» The task
How many lines in the material below contain the string "programme"? Reply with the number only.

(Object position labeling entries)
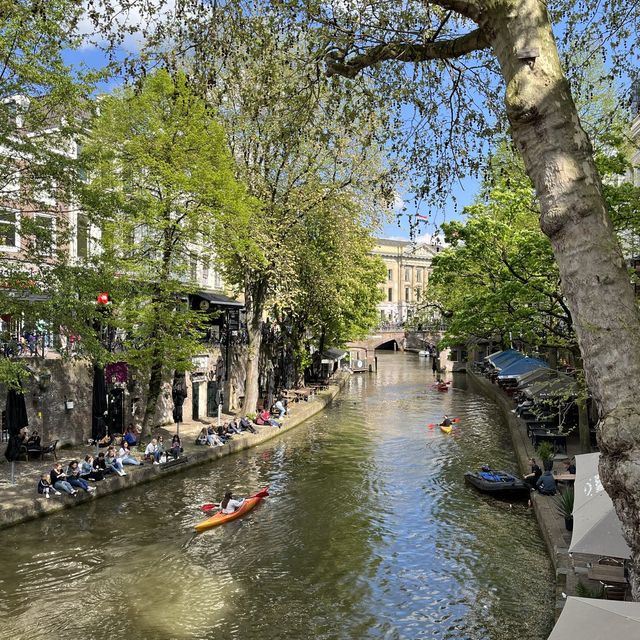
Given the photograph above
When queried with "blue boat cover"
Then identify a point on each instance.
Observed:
(508, 360)
(496, 357)
(522, 366)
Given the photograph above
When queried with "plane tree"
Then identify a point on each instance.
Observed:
(464, 65)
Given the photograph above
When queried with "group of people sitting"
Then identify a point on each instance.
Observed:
(113, 461)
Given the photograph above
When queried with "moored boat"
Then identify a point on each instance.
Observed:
(220, 518)
(497, 483)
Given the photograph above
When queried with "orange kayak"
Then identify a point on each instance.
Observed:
(220, 518)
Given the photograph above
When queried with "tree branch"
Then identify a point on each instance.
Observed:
(406, 52)
(467, 8)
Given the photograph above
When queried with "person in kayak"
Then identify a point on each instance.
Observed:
(229, 505)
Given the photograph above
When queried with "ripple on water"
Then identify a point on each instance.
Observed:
(370, 532)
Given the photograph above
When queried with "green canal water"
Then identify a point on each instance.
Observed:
(369, 532)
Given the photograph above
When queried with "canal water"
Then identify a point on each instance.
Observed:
(369, 532)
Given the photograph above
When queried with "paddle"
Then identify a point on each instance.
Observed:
(263, 493)
(432, 425)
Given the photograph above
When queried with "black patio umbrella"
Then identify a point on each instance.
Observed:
(178, 394)
(98, 405)
(16, 417)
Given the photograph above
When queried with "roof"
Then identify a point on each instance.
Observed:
(518, 368)
(333, 354)
(596, 527)
(219, 300)
(592, 619)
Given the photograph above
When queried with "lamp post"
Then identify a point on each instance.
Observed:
(44, 382)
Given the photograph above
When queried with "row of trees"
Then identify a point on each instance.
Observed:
(205, 159)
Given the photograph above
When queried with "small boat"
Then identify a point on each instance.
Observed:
(220, 518)
(497, 483)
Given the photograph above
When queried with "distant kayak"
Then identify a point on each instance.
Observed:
(220, 518)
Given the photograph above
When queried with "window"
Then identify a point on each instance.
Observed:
(44, 234)
(205, 270)
(8, 228)
(82, 237)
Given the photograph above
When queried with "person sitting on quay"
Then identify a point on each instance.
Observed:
(222, 433)
(59, 480)
(160, 449)
(532, 478)
(264, 417)
(233, 427)
(44, 486)
(151, 452)
(111, 460)
(546, 484)
(280, 408)
(33, 441)
(245, 425)
(74, 479)
(126, 456)
(228, 504)
(131, 435)
(88, 470)
(176, 446)
(212, 437)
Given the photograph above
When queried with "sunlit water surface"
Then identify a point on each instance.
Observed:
(369, 532)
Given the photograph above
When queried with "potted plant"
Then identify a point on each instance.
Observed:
(545, 453)
(564, 504)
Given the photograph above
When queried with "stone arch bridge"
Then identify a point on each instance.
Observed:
(363, 351)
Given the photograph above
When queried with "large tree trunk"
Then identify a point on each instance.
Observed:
(558, 158)
(255, 296)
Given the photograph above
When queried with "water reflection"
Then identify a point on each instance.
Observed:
(369, 533)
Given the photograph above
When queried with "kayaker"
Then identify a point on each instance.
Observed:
(229, 505)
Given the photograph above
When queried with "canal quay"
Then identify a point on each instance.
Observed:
(369, 532)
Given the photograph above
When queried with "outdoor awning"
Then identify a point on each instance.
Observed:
(518, 368)
(592, 619)
(219, 300)
(596, 527)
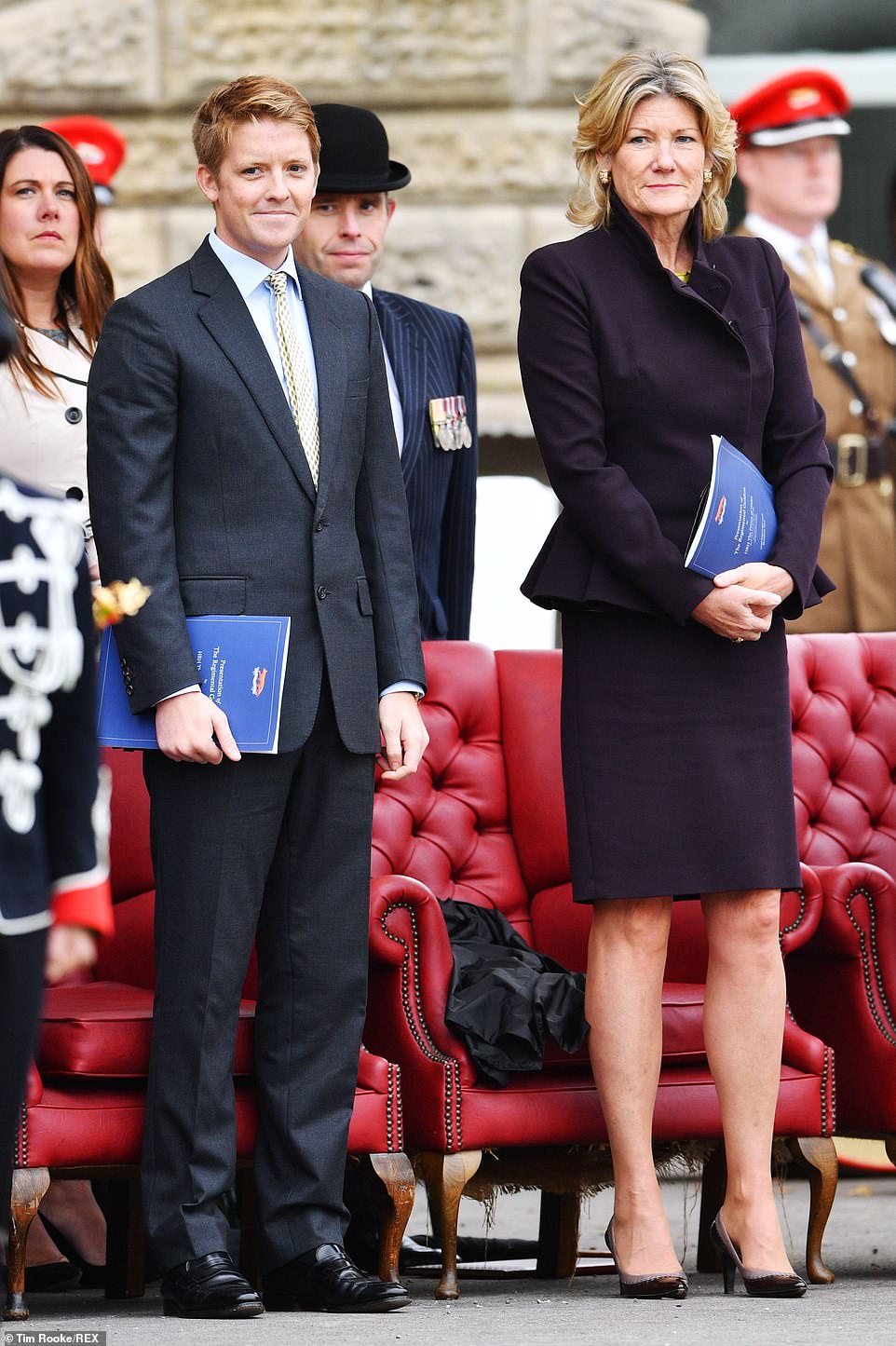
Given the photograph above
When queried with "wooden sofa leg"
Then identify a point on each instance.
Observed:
(817, 1155)
(397, 1176)
(711, 1203)
(559, 1234)
(445, 1178)
(29, 1186)
(126, 1242)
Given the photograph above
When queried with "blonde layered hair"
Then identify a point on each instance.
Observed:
(248, 99)
(604, 116)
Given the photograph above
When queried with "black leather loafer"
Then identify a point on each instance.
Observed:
(209, 1287)
(330, 1285)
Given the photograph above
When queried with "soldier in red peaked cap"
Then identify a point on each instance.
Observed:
(790, 165)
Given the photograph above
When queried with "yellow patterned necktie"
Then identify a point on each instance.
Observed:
(295, 366)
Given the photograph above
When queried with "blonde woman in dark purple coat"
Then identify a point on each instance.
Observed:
(641, 339)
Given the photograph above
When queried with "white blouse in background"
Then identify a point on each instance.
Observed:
(43, 441)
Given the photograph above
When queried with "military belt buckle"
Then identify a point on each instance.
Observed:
(852, 460)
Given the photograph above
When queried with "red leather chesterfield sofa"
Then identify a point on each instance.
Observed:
(842, 986)
(85, 1106)
(483, 822)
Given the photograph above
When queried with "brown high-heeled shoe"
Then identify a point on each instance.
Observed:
(662, 1285)
(767, 1285)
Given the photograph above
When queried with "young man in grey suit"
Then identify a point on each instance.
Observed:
(429, 360)
(244, 460)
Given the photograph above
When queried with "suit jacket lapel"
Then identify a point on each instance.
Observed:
(408, 360)
(229, 322)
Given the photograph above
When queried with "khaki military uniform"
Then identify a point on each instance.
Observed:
(859, 533)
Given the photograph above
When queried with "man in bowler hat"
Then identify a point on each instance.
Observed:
(789, 160)
(429, 360)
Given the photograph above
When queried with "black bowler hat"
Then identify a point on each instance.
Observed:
(354, 151)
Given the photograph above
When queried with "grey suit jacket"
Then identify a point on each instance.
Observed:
(203, 492)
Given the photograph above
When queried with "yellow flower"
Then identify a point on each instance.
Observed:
(115, 601)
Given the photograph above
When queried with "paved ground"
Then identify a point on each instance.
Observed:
(860, 1307)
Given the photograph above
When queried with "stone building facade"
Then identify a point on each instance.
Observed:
(477, 96)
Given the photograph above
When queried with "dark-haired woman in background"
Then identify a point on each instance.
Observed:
(57, 286)
(639, 341)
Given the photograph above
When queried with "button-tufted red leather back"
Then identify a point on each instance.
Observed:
(842, 695)
(448, 825)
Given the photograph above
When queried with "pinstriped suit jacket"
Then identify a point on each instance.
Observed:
(432, 356)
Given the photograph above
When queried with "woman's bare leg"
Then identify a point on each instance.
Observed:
(743, 1028)
(623, 989)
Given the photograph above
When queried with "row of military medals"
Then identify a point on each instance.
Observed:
(448, 422)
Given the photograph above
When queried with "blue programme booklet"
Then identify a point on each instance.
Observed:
(241, 662)
(736, 520)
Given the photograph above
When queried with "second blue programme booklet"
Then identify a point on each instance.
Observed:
(736, 520)
(241, 662)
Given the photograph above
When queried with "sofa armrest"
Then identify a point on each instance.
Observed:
(34, 1086)
(842, 986)
(411, 967)
(801, 911)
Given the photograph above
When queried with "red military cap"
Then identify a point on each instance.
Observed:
(793, 106)
(102, 147)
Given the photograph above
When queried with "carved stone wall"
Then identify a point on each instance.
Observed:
(478, 97)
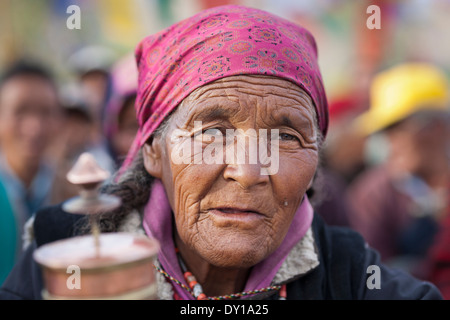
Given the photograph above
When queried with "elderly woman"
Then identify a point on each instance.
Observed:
(231, 226)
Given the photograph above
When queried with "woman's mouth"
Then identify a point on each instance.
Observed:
(235, 216)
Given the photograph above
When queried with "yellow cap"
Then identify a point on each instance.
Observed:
(401, 91)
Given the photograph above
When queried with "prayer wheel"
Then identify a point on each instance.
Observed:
(100, 266)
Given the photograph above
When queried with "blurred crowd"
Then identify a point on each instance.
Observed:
(45, 127)
(385, 163)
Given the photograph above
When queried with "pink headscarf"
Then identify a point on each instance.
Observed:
(217, 43)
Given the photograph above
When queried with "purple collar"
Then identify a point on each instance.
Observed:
(157, 224)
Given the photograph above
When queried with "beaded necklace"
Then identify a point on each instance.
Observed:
(196, 290)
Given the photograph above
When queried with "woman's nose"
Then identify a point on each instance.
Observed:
(247, 175)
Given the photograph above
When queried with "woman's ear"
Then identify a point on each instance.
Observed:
(151, 152)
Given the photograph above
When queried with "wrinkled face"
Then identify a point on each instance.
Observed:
(233, 214)
(29, 114)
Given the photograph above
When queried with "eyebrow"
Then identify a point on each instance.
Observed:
(213, 113)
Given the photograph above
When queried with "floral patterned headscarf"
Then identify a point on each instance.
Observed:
(216, 43)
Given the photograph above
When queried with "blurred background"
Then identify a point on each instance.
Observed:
(94, 73)
(348, 50)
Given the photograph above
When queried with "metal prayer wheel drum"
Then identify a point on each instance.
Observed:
(72, 269)
(98, 266)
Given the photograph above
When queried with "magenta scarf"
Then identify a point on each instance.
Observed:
(157, 224)
(216, 43)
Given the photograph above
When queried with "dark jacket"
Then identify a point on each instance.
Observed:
(343, 271)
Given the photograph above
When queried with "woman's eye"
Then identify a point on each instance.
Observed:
(287, 137)
(207, 134)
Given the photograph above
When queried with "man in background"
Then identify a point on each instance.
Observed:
(398, 205)
(29, 116)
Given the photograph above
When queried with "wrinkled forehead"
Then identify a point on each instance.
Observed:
(244, 94)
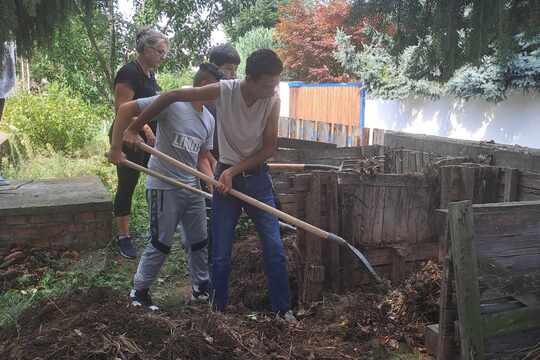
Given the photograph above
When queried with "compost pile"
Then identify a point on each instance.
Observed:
(98, 323)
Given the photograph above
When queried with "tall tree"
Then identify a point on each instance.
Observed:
(252, 15)
(307, 39)
(32, 22)
(463, 31)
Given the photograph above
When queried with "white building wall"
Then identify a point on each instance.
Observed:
(513, 121)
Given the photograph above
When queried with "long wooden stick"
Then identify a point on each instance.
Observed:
(258, 204)
(286, 166)
(180, 184)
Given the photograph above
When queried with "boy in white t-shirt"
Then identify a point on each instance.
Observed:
(248, 113)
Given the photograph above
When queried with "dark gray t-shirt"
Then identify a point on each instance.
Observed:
(182, 133)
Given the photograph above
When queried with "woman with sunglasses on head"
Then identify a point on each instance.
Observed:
(136, 80)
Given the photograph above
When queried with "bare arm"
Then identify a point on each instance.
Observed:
(123, 93)
(204, 93)
(124, 116)
(268, 149)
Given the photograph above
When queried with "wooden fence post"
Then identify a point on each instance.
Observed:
(334, 261)
(460, 217)
(511, 184)
(314, 269)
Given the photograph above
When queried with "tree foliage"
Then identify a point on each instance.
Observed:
(254, 39)
(252, 15)
(307, 39)
(461, 47)
(32, 22)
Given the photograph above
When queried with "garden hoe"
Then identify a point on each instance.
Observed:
(181, 185)
(279, 166)
(260, 205)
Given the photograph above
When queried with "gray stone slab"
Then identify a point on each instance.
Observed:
(62, 194)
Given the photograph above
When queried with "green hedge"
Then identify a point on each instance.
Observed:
(54, 119)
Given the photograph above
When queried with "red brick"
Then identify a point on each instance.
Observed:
(104, 215)
(52, 231)
(51, 218)
(16, 220)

» Solution below
2